_Selected extract_
Currently, the Mizar language and logic is mainly oriented at human users. The large number of human-friendly linguistic and logical features makes it unsuitable as a direct input for today’s automated theorem systems, which work in relatively simple formalisms such as untyped first-order logic, and use simple Prolog-style languages such as the TPTP standard. Suitable layers and interfaces for correct bi-directional communication with such automated systems are being worked on, in particular we can mention the work with the TPTP format and its Mizar-oriented MPTP extension [49]. Since 2005 Mizar has been using an XML-based semantic internal layer, and this layer has been gradually enhanced to serve also a number of external applications. Objects on this layer are fully semantically disambiguated, i.e., there is no use of overloading, all term and formula constructors are linked to their definitions, and full types of terms are computed. This layer is already used for exporting the Mizar formulas to ATP systems, but it is machine-oriented and so far cannot be used for importing the ATP proofs and for writing human-readable texts. Another issue is that this layer so far does not contain complete information about how proofs were done in Mizar. This makes it difficult to replay the Mizar proofs in other systems, and also to learn from such proofs. Many Mizar mechanisms, such as the use of registrations, identities, requirements, and sometimes also definitions, are implicit, and they become explicit only during the process of verification.

The Mizar developers have started research focused on producing a version of a “strict” semantic Mizar layer [14], where no variables are reserved, all implicit mechanisms (registrations, identities, definitional expansions, etc.) used in the proofs can be made explicit before each proof (or even formula), and overloaded symbols are replaced by their unique synonyms. Such unique synonyms will be introduced either automatically, analogously to the current semantic names, or by suitable syntactic conventions in the Mizar language.

_Data section_
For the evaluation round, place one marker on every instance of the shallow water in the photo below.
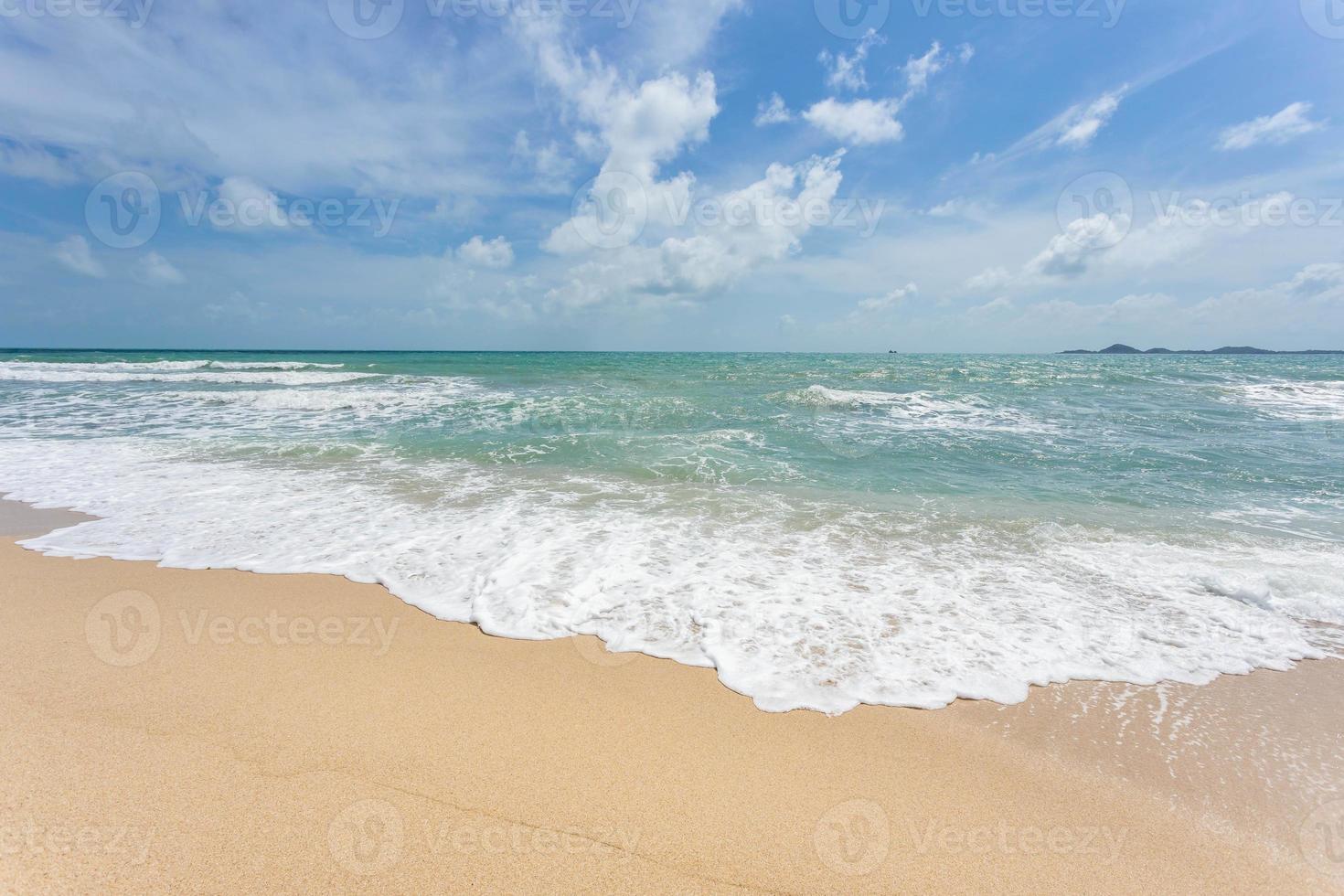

_Directions_
In the excerpt on Mizar, since what year has Mizar used an XML-based semantic internal layer?

_Completed exercise_
Since 2005.